> [PAGE EXCERPT]
****************

Do we celebrate Ponce de Leon? How about Marco Polo? The countless Native-American tribes that trod this land long before any Europeans did?

No, in fact, these figures go without cities named for them, nor streets dedicated to them. (When was the last time you saw an Iroquois Avenue?). Not even a rhyme that children repeat under their breaths to figure out the year those explorers and natives arrived.

Yet, after years, we continue to discuss and focus on the polarizing, yet often celebrated, Christopher Columbus. Columbus has been hailed as a brave explorer who established America against the odds; he’s like Rocky would have been if he had been given the task of rounding a flat world. One would not believe the number of students who believe he landed on what would be United States soil. (He actually landed in the Bahamas.)

Columbus has provided a perfect example of the sobering reality of American history that we continue to learn as we grow older. The legend has outshadowed the actual man, who took natives as servants immediately, engaged in the slave trade, and overall represented a new age of imperialism.

****************

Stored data
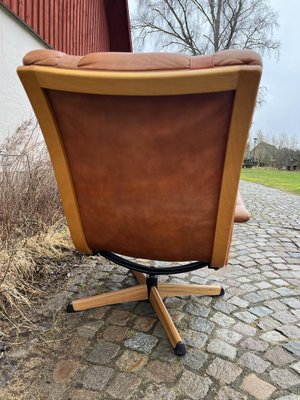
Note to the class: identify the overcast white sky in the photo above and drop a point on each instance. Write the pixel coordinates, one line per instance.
(281, 112)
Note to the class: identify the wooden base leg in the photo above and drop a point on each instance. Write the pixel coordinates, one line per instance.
(166, 320)
(118, 296)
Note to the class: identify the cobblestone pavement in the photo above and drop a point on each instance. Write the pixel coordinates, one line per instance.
(245, 345)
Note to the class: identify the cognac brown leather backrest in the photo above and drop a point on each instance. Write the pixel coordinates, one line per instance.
(147, 148)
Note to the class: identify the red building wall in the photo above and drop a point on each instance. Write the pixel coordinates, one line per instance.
(77, 26)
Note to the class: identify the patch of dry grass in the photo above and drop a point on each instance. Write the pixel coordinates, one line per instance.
(33, 234)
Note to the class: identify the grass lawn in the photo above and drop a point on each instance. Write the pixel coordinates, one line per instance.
(284, 180)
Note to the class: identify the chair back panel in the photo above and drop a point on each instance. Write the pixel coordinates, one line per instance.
(146, 170)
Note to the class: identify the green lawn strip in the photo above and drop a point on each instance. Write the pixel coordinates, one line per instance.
(284, 180)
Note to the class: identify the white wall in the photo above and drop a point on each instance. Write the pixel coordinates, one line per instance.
(15, 42)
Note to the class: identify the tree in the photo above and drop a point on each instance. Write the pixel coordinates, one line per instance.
(206, 26)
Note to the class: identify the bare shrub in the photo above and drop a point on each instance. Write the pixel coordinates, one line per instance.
(33, 232)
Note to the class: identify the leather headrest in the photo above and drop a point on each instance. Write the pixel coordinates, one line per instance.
(140, 61)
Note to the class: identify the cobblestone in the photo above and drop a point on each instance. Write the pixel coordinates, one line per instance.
(242, 346)
(222, 348)
(141, 342)
(258, 388)
(193, 385)
(284, 378)
(278, 356)
(102, 352)
(254, 362)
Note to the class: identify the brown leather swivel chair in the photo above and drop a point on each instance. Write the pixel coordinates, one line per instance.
(147, 150)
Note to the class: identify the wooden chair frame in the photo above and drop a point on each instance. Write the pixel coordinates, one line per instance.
(244, 80)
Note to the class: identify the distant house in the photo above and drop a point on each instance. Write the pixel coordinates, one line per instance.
(75, 27)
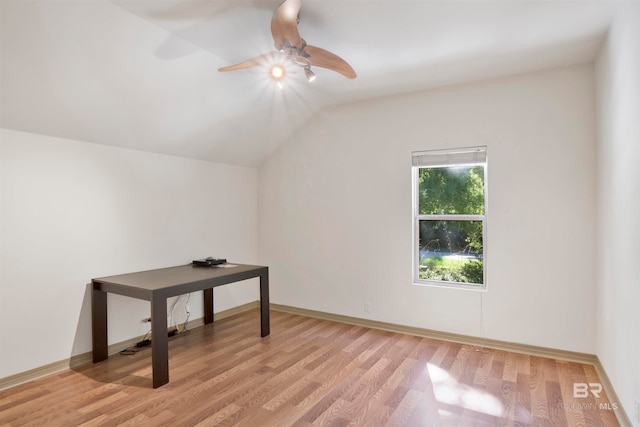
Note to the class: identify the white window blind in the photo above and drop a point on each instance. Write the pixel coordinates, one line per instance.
(462, 156)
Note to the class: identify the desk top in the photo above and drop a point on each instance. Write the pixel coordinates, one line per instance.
(176, 280)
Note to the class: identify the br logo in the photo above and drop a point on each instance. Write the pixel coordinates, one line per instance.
(582, 390)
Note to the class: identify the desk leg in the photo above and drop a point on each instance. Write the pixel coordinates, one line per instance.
(159, 342)
(99, 323)
(264, 304)
(208, 305)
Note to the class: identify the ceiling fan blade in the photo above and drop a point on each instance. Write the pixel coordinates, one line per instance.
(284, 24)
(266, 59)
(325, 59)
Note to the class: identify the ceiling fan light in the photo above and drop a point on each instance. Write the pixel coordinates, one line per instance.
(277, 72)
(309, 74)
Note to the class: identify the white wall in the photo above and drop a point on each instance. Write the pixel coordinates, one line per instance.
(335, 209)
(72, 211)
(618, 309)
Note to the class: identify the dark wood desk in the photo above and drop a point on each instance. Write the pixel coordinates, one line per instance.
(156, 286)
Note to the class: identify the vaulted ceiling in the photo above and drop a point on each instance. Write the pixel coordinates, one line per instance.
(143, 74)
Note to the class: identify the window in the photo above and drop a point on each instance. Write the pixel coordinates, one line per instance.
(449, 217)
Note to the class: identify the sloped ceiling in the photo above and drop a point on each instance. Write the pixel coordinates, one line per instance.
(143, 74)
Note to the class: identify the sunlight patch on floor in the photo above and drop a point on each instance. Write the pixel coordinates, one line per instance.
(449, 391)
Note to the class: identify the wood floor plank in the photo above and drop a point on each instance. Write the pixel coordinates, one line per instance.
(312, 372)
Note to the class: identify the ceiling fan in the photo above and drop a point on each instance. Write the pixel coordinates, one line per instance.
(291, 48)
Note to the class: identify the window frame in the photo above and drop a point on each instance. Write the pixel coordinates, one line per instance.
(454, 157)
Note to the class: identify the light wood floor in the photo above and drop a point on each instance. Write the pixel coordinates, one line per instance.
(311, 372)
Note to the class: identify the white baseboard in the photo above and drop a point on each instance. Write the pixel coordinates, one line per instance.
(81, 359)
(570, 356)
(531, 350)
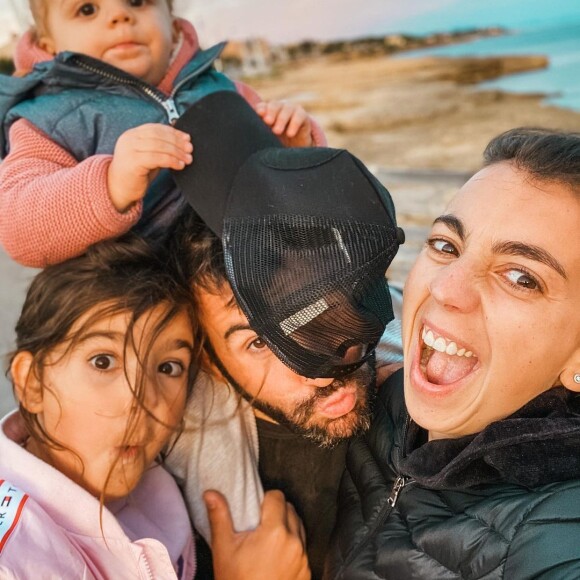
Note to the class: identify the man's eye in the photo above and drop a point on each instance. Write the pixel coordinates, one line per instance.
(87, 9)
(171, 368)
(442, 246)
(522, 279)
(103, 362)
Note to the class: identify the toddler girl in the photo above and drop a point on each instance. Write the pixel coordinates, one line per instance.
(85, 125)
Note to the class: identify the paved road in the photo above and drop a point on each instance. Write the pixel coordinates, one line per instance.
(419, 197)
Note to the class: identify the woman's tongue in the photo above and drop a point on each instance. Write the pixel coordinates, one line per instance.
(444, 369)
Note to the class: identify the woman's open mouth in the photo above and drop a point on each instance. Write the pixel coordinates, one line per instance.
(443, 361)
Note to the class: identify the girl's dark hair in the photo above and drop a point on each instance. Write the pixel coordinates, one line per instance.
(544, 154)
(116, 276)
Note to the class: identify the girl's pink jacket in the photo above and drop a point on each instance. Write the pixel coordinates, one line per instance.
(50, 528)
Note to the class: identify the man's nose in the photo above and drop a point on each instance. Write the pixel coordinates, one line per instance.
(455, 287)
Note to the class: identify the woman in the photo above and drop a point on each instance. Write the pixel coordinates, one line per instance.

****************

> [WHAT YOU WILL DO]
1 > In the essay on Christopher Columbus, translate this sentence into Spanish: "Yet, after years, we continue to discuss and focus on the polarizing, yet often celebrated, Christopher Columbus."
2 > Return the passage of the Columbus essay starting at "Do we celebrate" and ending at "in the Bahamas.)".
3 > Carry the essay on Christopher Columbus forward from its last sentence.
The data above was drawn from a separate source.

> [OUTPUTS FOR THE TASKS]
1 > Sin embargo, después de años, seguimos debatiendo y centrándonos en el polarizador, aunque a menudo celebrado, Cristóbal Colón.

2 >
Do we celebrate Ponce de Leon? How about Marco Polo? The countless Native-American tribes that trod this land long before any Europeans did?

No, in fact, these figures go without cities named for them, nor streets dedicated to them. (When was the last time you saw an Iroquois Avenue?). Not even a rhyme that children repeat under their breaths to figure out the year those explorers and natives arrived.

Yet, after years, we continue to discuss and focus on the polarizing, yet often celebrated, Christopher Columbus. Columbus has been hailed as a brave explorer who established America against the odds; he’s like Rocky would have been if he had been given the task of rounding a flat world. One would not believe the number of students who believe he landed on what would be United States soil. (He actually landed in the Bahamas.)

3 >
When most people think of imperialism, I’m sure they see the image of some dictator’s army (maybe a blitzkrieg or Soviets, adorned with red stars) strolling into a primitive nation,  portrayed on old, grayscale film. But looking back, Columbus is as good of a poster child for imperialism as anyone. He was a man who expanded into unknown territory, with little regard for anyone there, seeking wealth. On his first account of his journey, Columbus focused on how he could enslave any natives he found, calling them “good servants.” Within 50 years, almost 75% of the Native-Americans he found were dead.

Why would we celebrate imperialism?

In this case, celebrate is used loosely mainly because I cannot think of anyone who dedicated his or her day off to the day of Columbus. Columbus has outgrown its use in a changing America. Columbus Day is now an organ, vestigial from a time when many students and adults didn’t question their country: it was their history, right or wrong. I do enjoy a break in October, but I feel a nagging guilt when it celebrates an opportunist who took advantage of a new land and its unfamiliar people.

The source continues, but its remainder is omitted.